● EXERCISE INSTRUCTIONS
All of the data below is to be output exactly as written.

● TASK INPUTS
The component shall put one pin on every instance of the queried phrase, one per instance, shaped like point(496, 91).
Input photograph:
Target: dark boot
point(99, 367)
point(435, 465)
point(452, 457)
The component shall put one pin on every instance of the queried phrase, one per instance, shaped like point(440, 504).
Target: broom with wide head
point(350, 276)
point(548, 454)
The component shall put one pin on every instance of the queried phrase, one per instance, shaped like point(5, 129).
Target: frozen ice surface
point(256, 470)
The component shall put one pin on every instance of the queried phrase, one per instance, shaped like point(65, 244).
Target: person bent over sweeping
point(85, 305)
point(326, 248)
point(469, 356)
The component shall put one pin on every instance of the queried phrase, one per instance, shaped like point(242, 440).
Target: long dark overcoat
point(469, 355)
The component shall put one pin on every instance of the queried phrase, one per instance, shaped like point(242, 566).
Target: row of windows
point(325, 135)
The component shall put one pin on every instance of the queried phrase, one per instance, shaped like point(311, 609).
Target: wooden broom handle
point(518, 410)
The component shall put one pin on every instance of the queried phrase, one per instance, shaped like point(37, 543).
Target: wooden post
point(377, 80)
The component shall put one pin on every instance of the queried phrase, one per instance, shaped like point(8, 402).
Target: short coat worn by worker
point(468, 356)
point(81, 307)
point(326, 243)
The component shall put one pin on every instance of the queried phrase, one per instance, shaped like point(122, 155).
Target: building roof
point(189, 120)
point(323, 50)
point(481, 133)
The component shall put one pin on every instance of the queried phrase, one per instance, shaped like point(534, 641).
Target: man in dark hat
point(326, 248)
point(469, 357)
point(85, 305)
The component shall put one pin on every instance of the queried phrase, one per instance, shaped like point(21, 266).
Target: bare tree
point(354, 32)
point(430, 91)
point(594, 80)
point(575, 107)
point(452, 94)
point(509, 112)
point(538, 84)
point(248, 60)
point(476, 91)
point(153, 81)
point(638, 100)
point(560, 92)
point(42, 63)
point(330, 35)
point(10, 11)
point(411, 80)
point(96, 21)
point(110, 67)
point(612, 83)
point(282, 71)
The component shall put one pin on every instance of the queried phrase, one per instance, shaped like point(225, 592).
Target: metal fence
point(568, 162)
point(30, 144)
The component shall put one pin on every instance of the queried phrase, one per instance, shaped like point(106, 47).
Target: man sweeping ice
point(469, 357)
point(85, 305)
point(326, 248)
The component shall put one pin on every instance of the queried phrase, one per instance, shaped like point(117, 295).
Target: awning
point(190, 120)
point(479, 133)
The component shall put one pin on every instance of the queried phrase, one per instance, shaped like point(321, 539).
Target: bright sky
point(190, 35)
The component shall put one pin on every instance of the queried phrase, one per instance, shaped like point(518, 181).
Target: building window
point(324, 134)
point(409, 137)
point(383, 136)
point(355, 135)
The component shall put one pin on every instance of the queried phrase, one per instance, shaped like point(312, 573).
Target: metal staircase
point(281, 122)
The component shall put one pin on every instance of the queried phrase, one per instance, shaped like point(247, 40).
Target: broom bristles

● REPLY
The component shall put one pin on every instance of the queried phrase, one per instance, shaped like point(496, 91).
Input photograph:
Target: dark boot
point(99, 367)
point(435, 465)
point(452, 457)
The component shall put one pin on every instance of the queried phrase, one per instance, shaped like point(440, 504).
Target: broom with wide head
point(350, 276)
point(548, 454)
The component shall put one pin on every instance of the queried phrase, one per instance, shaped like point(5, 129).
Target: frozen ice surface
point(256, 470)
The component shall put one pin on every instance of the queried phrase, one per instance, shaped like point(65, 244).
Target: person bent over sweeping
point(85, 305)
point(326, 248)
point(469, 356)
The component shall put one pin on every instance of the queried phrase, one per instance, shaped like point(242, 440).
Target: long dark overcoat
point(469, 355)
The component shall put one pin on every instance of the queried phrase, one per instance, shaped like point(242, 566).
Target: row of windows
point(325, 135)
The component shall put one pin on every instance of the queried phrase, one per instance, shaped like point(311, 609).
Target: wooden broom handle
point(518, 410)
The component shall put one pin on every instance of the queried phrase, one per instance, shaped like point(37, 543).
Target: wooden post
point(377, 80)
The component shall put one pin on every instance of the queried phrase, one per instance, shaped like point(8, 402).
Target: short coat worn by worker
point(468, 356)
point(81, 307)
point(326, 243)
The component shall put one pin on every instance of the queried phrase, one per instance, shaped like point(122, 155).
Target: building roof
point(189, 120)
point(323, 50)
point(481, 133)
The component shall put one pin on every instance of the queried phrase, one per instance, shaped like point(534, 641).
Target: man in dark hat
point(326, 248)
point(469, 357)
point(85, 305)
The component shall put one pin on every instance of the queried phrase, one per instance, shaped like point(21, 266).
Target: bare tree
point(354, 32)
point(430, 91)
point(594, 80)
point(575, 107)
point(452, 94)
point(509, 112)
point(538, 84)
point(248, 60)
point(476, 91)
point(153, 81)
point(638, 100)
point(560, 92)
point(42, 63)
point(330, 35)
point(10, 11)
point(411, 80)
point(96, 21)
point(110, 67)
point(612, 83)
point(282, 71)
The component shall put one pin on every instance of the queried phrase, one per instance, shaped like point(225, 592).
Target: metal fence
point(568, 162)
point(30, 144)
The component shall put one pin on every instance of the queried phrase, one per instance, shaped like point(106, 47).
Target: man sweeping ice
point(469, 357)
point(85, 305)
point(326, 248)
The component shall put one pin on every instance of the queried phrase, one per instance, shaped like point(117, 295).
Target: awning
point(190, 120)
point(479, 133)
The component shall put one pin on every instance of the queried phrase, one per instance, shaped like point(321, 539).
Target: bright sky
point(190, 35)
The component shall put one pin on every instance of the queried phrase, one per instance, shaped like point(518, 181).
Target: building window
point(324, 134)
point(409, 137)
point(383, 136)
point(355, 135)
The component shall put one pin on every instance of the queried phrase, one per instance, shaped like point(312, 573).
Target: metal staircase
point(281, 122)
The component shall put one pin on every instance of the queried phrase, one per instance, shaped like point(247, 40).
Target: broom bristles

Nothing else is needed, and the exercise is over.